Extract each line of the data and write it out again exactly.
------ ITEMS ------
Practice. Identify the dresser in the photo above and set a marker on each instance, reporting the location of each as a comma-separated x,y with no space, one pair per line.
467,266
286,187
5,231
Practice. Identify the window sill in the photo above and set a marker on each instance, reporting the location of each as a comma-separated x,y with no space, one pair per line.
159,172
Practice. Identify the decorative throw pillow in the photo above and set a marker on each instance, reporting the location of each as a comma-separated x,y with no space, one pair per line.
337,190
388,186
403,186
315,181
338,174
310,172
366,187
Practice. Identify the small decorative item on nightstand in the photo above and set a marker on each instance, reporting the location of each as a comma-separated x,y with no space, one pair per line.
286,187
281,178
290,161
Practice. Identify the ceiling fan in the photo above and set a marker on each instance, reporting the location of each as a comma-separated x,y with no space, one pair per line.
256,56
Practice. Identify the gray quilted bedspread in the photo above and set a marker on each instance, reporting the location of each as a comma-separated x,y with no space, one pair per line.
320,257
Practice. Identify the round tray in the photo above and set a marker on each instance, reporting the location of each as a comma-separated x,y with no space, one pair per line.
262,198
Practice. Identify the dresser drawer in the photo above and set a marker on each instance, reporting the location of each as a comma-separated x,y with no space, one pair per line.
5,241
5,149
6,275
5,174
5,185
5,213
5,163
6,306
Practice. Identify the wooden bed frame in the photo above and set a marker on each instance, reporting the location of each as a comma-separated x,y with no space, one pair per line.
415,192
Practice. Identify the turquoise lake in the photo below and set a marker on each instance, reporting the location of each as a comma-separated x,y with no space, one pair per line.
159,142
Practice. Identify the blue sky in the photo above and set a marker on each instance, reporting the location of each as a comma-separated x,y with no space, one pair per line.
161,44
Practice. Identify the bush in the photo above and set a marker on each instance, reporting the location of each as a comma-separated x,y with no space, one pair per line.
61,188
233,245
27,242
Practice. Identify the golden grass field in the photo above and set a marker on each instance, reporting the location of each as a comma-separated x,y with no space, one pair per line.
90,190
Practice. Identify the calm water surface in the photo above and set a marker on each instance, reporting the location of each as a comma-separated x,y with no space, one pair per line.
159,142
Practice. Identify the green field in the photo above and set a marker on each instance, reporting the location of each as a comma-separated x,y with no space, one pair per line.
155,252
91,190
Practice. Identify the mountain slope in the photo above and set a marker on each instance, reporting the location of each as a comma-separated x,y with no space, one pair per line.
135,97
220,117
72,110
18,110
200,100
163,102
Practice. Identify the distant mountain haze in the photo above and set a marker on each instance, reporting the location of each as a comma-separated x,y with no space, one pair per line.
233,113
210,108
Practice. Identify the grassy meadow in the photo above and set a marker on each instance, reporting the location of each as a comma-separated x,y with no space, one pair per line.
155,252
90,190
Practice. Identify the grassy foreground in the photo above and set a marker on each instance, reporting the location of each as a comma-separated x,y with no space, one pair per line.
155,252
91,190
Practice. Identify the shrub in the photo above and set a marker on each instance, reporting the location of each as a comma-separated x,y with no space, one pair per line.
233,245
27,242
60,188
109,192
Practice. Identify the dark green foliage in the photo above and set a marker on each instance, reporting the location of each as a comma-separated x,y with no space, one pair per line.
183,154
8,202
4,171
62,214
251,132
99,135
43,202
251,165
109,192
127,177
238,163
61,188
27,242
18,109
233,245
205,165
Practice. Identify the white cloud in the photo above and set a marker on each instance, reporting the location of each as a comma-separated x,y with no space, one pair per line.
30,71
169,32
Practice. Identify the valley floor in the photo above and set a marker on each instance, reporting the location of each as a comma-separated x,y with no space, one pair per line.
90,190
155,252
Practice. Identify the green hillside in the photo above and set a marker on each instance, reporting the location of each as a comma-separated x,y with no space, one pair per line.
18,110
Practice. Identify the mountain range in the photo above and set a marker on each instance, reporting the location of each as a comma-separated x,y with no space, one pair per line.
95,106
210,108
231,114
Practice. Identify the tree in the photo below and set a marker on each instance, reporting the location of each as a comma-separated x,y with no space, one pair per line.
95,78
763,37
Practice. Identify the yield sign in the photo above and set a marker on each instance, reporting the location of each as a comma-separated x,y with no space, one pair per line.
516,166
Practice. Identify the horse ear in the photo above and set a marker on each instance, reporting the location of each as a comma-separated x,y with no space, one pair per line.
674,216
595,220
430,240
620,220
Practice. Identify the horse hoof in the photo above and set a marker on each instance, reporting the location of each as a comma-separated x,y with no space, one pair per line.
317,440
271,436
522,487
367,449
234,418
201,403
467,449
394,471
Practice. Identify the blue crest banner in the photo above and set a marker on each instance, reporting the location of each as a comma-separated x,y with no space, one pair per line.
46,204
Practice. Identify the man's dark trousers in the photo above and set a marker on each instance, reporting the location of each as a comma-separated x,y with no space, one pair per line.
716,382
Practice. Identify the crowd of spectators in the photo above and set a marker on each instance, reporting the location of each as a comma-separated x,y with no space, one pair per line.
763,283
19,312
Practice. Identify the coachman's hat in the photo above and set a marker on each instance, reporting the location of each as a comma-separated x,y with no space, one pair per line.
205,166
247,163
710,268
------
--- RESPONSE TO THE EXERCISE ---
Practice. Identify the dresser in the photo above and set a marker on each instance, reporting the location of each as a comma-separated x,y with no space, one pair per line.
467,266
286,187
5,231
Practice. Identify the window sill in the photo above and set a marker on each instance, reporting the location of each as a comma-separated x,y with no space, one pair per line.
159,172
Practice. Identify the decorative throw pillow in the photo above and set a marker on each instance, reporting the location of each as a comma-separated x,y with no space, one pair per line.
337,190
388,186
403,186
315,181
338,174
310,172
366,187
Practice. Identify the small decorative item on nightstand in the photo above and set a marker on each instance, reporting the location of each as a comma-separated x,y with no space, one pair per line.
286,187
281,178
290,161
Practice. Identify the ceiling fan in the photo above and set a marker on each instance, reporting the location of each as a comma-separated x,y with no space, one pair per line.
256,56
Practice. Identify the gray quilted bedspread in the photo above and set a marker on each instance, reporting the location of each as a comma-separated x,y with no space, one pair per line.
320,257
Practice. Identify the round tray in the photo above and set a marker on each instance, reporting the location of each as a comma-separated x,y with no space, one pair per line.
262,198
Practice. Identify the dresser drawer in the photo above and set a marker on each instance, reporting the location of each as a comma-separated x,y with no space, one pair per line.
5,241
5,149
6,275
5,174
5,185
5,213
5,163
6,306
Practice. Identify the wooden bed frame in the photo above and set a marker on each instance, reporting the location of each as a comma-separated x,y with no space, one pair per line.
415,192
Practice. Identify the turquoise lake in the photo below and set a marker on each instance, reporting the location of each as a comma-separated x,y with no space, one pair per line.
159,142
Practice. Identify the blue sky in the photo above and set a marker on each instance, reporting the location of each as a comma-separated x,y with no space, one pair per line.
161,44
Practice. Identify the bush in the photo above and set a marker on each instance, reporting the location of each as a comma-separated x,y with no space, one pair per line.
61,188
233,245
27,242
Practice. Identify the golden grass field in the photo above and set a marker on each instance, reporting the location of each as a comma-separated x,y with no space, one pair per line.
90,190
Practice. Identify the calm water surface in the photo above and set a marker on each instance, reporting the location of each as a comma-separated x,y with no space, one pair per line.
159,142
Practice. Identify the green field in the photo above and set a marker on each instance, reporting the location of each as a comma-separated x,y with no space, one pair per line.
155,252
91,190
Practice. Identify the mountain slope in the photo above and set a marker on each instance, reporting the location of each as a comma-separated x,y with no space, one pair per line.
135,97
220,117
72,110
18,110
200,100
163,102
Practice. Identify the distant mountain haze in the photo above and set a marker on each instance, reporting the location of each as a comma-separated x,y with no space, one pair per line.
233,113
210,108
Practice. Identify the grassy meadow in the photo above and set a marker on each instance, reporting the location of each as a comma-separated x,y with no space, one pair per line.
155,252
90,190
Practice. Identify the grassy foreground in the photo above and set a marker on each instance, reporting the location of each as a comma-separated x,y with no space, one pair per line.
155,252
91,190
Practice. Identify the shrub in the photo above and set a marker on each instance, reporting the location of each as a comma-separated x,y with no space, one pair per line.
233,245
27,242
60,188
109,192
Practice. Identify the dark green foliage in the photo above and set a marker on each instance, reporting the location of each as a comma-separated x,y with no space, one pair per line.
183,154
8,202
4,171
62,214
251,132
99,135
43,202
251,165
109,192
127,177
238,163
61,188
27,242
18,109
233,245
205,165
Practice. Identify the white cloud in the photo above and set a marker on each instance, reporting the location of each as a comma-separated x,y with no space, one pair per line.
30,71
169,32
Practice. Identify the valley floor in the photo above and set a marker on each instance, reporting the location of each as a comma-separated x,y with no space, one pair per line.
90,190
155,252
Practice. Identify the green hillside in the photo above and set a marker on each instance, reporting the location of each as a comma-separated x,y with no space, one pair per line.
18,110
Practice. Identify the mountain range in the photo above and set a marker on each instance, reporting the location of each as a comma-separated x,y with no space, one pair per line.
95,106
210,108
231,114
Practice. Identify the tree in the photo below and set a marker on each instance, reporting the location of each as a comma-separated x,y with no space, one pair per line.
95,78
763,37
Practice. Identify the yield sign in the photo above and set a marker on each instance, reporting the location of each as a comma-separated x,y with no space, one pair per line.
516,166
Practice. Identify the horse ear in the photo above and set a marker on each instance, reporting the location of each as a comma-separated x,y with no space, one pair per line.
674,216
595,220
430,240
620,220
Practice. Identify the horse hoof in the photo above and set a marker on each instance, reporting the location of each as a comma-separated x,y with no space, one pair per line.
317,440
271,436
522,487
367,449
234,418
201,403
467,449
394,471
Practice. Identify the blue crest banner in the photo above and set a marker on each instance, reporting the location of each as a comma-separated x,y with no space, one pair per line.
46,204
Practice. Identify the man's dark trousers in the photo above and set a marker on each instance, reporting the location of each as a comma-separated x,y with no space, one pair per line.
716,382
Practice. Identify the crowd of spectators in the photo above and set a marker on each instance, reporting the location of each as a comma-separated x,y with no space, one pair per line.
763,283
19,312
Practice. Identify the coachman's hat in the photo above and set a marker on each instance, reporting the location of each as a comma-separated x,y with no space, one pair per line.
205,166
247,163
710,268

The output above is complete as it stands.